_Your goal_: Pick out each line in the entries below that contains the word "orange" and copy those lines in full.

— Start of Exercise input —

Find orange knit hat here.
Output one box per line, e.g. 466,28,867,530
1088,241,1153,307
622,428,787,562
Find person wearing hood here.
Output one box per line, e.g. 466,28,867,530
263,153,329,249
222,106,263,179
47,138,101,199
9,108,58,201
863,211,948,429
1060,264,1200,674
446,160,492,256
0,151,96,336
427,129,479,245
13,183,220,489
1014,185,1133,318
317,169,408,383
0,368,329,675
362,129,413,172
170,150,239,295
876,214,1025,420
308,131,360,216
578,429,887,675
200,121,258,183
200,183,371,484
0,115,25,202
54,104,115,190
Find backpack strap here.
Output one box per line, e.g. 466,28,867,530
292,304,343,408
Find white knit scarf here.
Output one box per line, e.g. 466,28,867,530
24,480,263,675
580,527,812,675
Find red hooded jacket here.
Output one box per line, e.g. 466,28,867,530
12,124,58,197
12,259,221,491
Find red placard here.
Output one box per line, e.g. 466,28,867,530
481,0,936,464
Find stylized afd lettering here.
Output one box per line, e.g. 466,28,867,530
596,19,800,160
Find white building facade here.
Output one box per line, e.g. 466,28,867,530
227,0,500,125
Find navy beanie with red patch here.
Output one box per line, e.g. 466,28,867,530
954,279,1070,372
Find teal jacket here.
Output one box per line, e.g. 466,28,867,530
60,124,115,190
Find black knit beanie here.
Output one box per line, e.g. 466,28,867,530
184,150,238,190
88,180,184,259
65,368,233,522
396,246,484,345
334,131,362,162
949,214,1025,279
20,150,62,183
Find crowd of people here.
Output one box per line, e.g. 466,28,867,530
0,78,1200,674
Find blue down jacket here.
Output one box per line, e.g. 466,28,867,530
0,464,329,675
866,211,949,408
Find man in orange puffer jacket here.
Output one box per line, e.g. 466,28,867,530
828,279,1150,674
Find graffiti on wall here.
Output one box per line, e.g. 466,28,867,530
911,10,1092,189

— End of Exercise input —

_Solution for this exercise_:
Find orange knit hat here.
Find man in orange puffer jacket here.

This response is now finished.